Given passage
Estimating the proportion of agricultural production, which can be attributed to nature rather than modern intensive farming practices, is challenging. Modern farmers heavily manage and interact with the natural services supplied on their land. For example, sowing, irrigation, fertiliser spreading, pesticide use, and livestock management are all industrial practices applied to the land. Very intensive farming may even take place entirely indoors without soil or natural light. At the other extreme, livestock may be allowed to roam freely over semi-natural grassland with very limited human intervention.
As with the principles applied to the UK natural capital accounts, we draw the line between the farmland ecosystem and the economy at the point at which vegetable biomass is extracted (Principles of natural capital accounting, Principle 5.3). This means farmed animals are not included in these estimates as they are considered as produced rather than natural assets. Instead, the grass and feed that livestock eat are regarded as ecosystem services and so are included. This is also consistent with the boundary between the environment and the economy used in the material flows accounts.
For the primary valuation of agricultural biomass, a "residual value" resource rent approach is used. This is based upon data for the Standard Industrial Classification (SIC) subdivision class: crop and animal production, hunting and related service activities (SIC 01). The Input-output supply and use tables and capital stocks data do not provide further SIC breakdowns so the industry residual value includes animal production.
While residual value resource rent approaches should be used for valuing provisioning services in the first instance (Principles of natural capital accounting, Principle 7.5) top-down industry level estimates present difficulties in establishing clear ecosystem service logic chains and disaggregation. Condition indicators, or even physical flows of agricultural biomass, cannot readily be related to the estimated valuation of the service.
In previous accounts, a whole farm income method was also produced, representing a farm output level estimate of the industry residual value. Average whole farm income per hectare was calculated from the Farm Business Survey (England). This is calculated as Output from agriculture (excluding subsidies and agri-environment payments) minus Costs for agriculture (excluding agri-environment activities), then divided by total farm area.
For total whole farm income, whole farm income per hectare (England) is multiplied by UK utilised agricultural area from the structure of the agricultural industry statistics. This was done for illustrative purposes; future development will make full use of devolved datasets.
Theoretically, by aggregating data from farm level outputs up, a whole farm income approach could be applied at any geography. A whole farm income approach has the potential to create data linkages with condition indicators. This would allow improved valuation of the service flows and bring them onto a consistent basis with the valuation of other provisioning services. The responsiveness of a whole farm income does result in significant fluctuations in the service valuation (shown in Figure 4), as outputs and costs are influenced by local and global external factors.
On a comparable basis, a farm rental approach was also examined. Total farm rental was estimated by applying an imputed rental cost to all agricultural land. Average "all farms" Farm Business Tenancies costs from the Defra farm rents statistics (England) was multiplied by UK utilised agricultural area from the structure of the agricultural industry statistics.
In practice farm rental represents a more stable annual valuation of the natural asset, with future low-level disaggregation potential, which could be linked with indicators of condition. However, further work is needed to consider if rental prices are materially inflated by tax breaks or development potential.

Records from a data collection
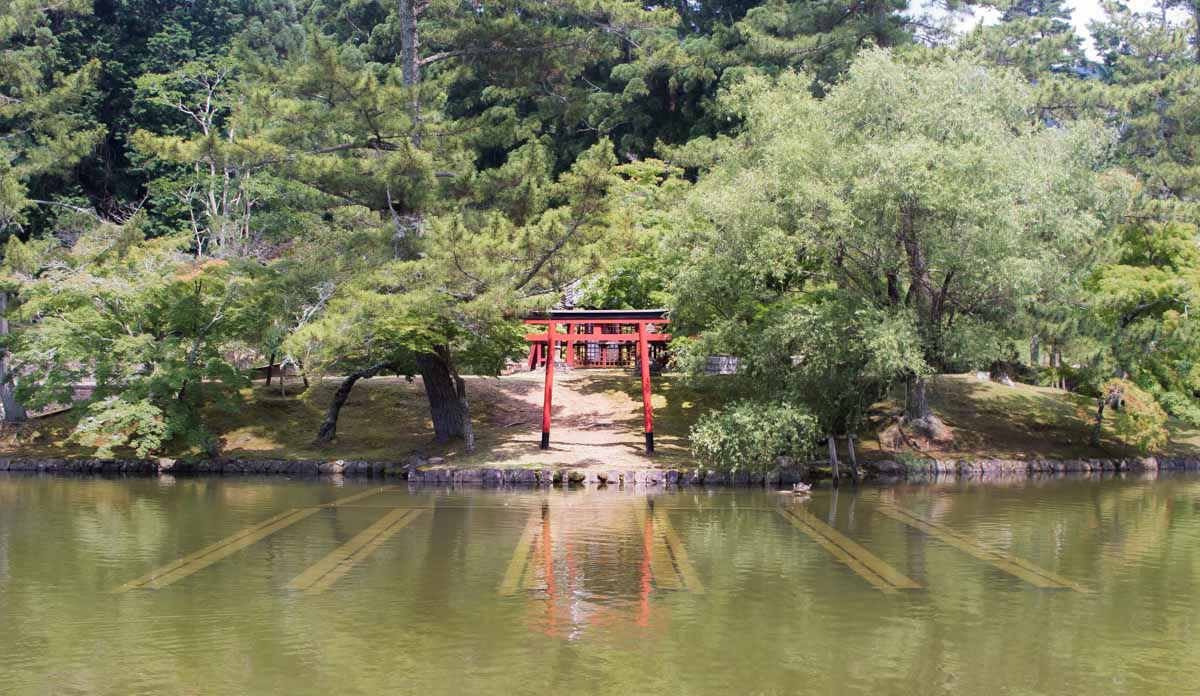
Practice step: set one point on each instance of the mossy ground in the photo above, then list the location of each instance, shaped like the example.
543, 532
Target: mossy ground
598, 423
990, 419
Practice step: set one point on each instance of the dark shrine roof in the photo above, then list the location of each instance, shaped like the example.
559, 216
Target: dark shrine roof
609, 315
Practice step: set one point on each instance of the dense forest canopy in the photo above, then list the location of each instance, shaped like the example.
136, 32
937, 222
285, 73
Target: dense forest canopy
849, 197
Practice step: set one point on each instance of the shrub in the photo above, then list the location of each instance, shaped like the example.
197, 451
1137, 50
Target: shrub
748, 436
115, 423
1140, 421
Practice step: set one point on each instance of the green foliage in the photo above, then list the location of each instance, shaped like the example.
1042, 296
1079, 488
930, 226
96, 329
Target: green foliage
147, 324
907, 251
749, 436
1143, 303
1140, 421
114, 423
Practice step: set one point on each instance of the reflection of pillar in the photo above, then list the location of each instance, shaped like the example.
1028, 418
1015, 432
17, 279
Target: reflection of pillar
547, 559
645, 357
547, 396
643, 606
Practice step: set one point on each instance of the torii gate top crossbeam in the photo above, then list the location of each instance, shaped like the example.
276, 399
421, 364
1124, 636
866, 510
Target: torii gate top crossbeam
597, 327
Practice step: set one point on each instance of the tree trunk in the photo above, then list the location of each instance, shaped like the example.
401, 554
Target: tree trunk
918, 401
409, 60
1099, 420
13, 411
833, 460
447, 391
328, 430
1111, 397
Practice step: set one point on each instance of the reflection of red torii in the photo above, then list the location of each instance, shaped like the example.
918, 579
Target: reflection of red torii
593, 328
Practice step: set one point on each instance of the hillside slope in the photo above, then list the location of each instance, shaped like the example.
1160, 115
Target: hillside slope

Work to do
[a] According to the farmland valuation text, is each statement true? (i) Farmed animals are included in the estimates. (ii) Average whole farm income per hectare came from the Farm Business Survey for England. (iii) The Input-output supply and use tables give a separate SIC breakdown for animal production. Answer each with yes or no and quote the words that settle it.
[b] Pick up the farmland valuation text after its final sentence and keep writing it.

The answers
[a]
(i) No: "farmed animals are not included in these estimates as they are considered as produced rather than natural assets"
(ii) Yes: "Average whole farm income per hectare was calculated from the Farm Business Survey (England)."
(iii) No: "The Input-output supply and use tables and capital stocks data do not provide further SIC breakdowns so the industry residual value includes animal production."

[b]
In future accounts we hope to further develop the agricultural biomass service valuation.
We rely on a range of external sources that all involve known uncertainties. For instance, Norway and Faroese landings are excluded from this analysis. The economic data are based on UK fleet data, which we also apply to foreign vessels that may face different costs and prices.
Aquaculture or farmed fish, like farmed livestock, have been removed from estimates as farmed fish are viewed as a produced asset and not a natural asset.
Physical data on marine fish capture (live weight) is sourced from the rectangle-level landings data published annually by the EU Commission's Joint Research Centre (JRC) Scientific, Technical and Economic Committee for Fisheries (STECF) as part of the Fisheries Dependent Information (FDI) data call (deep sea).
To calculate marine fish capture in the UK, exclusive economic zone (EEZ) Marine Management Organisation ICES statistical rectangle factors were used. The overall fish capture provisioning service physical flow presented in this article represents landings (tonnage) from UK waters. UK boundaries do not perfectly align with the geographical areas of fish capture statistics. For more detail on how fish capture in UK waters is estimated, see the Marine Management Organisation Exclusive Economic Zone Analysis and associated publications.
Valuations are calculated using net profit per tonne (landed) estimates, provided by Seafish, for different marine species by marine areas. Net profit per tonne is calculated using Seafish economic estimates for fleet segments and Marine Management Organisation data on landings by stocks (landed value and landed weight) and landings by stocks and species (in cases where species are not managed by total allowable catches). Annual net profit per tonne (landed weight) is multiplied by tonnes of fish captured (live weight) for a specific species. The data are aggregated for overall annual valuations of fish provisioning from the UK EEZ.
Landed weight is the weight a product at the time of landing, regardless of the state in which it has been landed. Landed fish may be whole, gutted and headed or filleted. Live weight is the weight of a product, when removed from the water.
A notable limitation of the fish capture provisioning valuation methodology is that landed weight net profits were multiplied by live weight fish capture. Based on Marine Management Organisation data on live and landed weights of UK vessel landings into the UK, aggregate landed weight is around 7% less than live weight.
Net profit per tonne was not available for all fish species so not all the physical flow is valued. We can estimate a net profit valuation for 86% of the fish capture tonnage on average between 2015 and 2019. The provisioning service valuation of fish capture from UK waters is likely to be an underestimate.
For all the fish species across UK waters, we estimate the sustainability of fishing using the International Council for the Exploration of the Sea's stock assessments. These do not include wider externalities from fishing. For each stock, we check that fishing pressure is at or below levels capable of producing maximum sustainable yield. We also check if each stock's spawning biomass is at or above the level capable of producing the maximum sustainable yield. Since 2015, we can determine stock sustainability for 73% of the fish capture tonnage, leaving 27% as unknown.
We can determine if the level of fishing for a specific stock is sustainable, but this approach does not consider the knock-on effects of unsustainable fishing to the wider ecosystem. For instance, if a fish species that forms a significant part of other fish species' diets is managed unsustainably, it risks affecting the sustainability of other fish stocks higher up the food chain.
The method used to value the provisioning services related to timber supply requires two inputs: the stumpage price and the physical amount of timber removed. Annual flow values are then generated by multiplying the two factors together.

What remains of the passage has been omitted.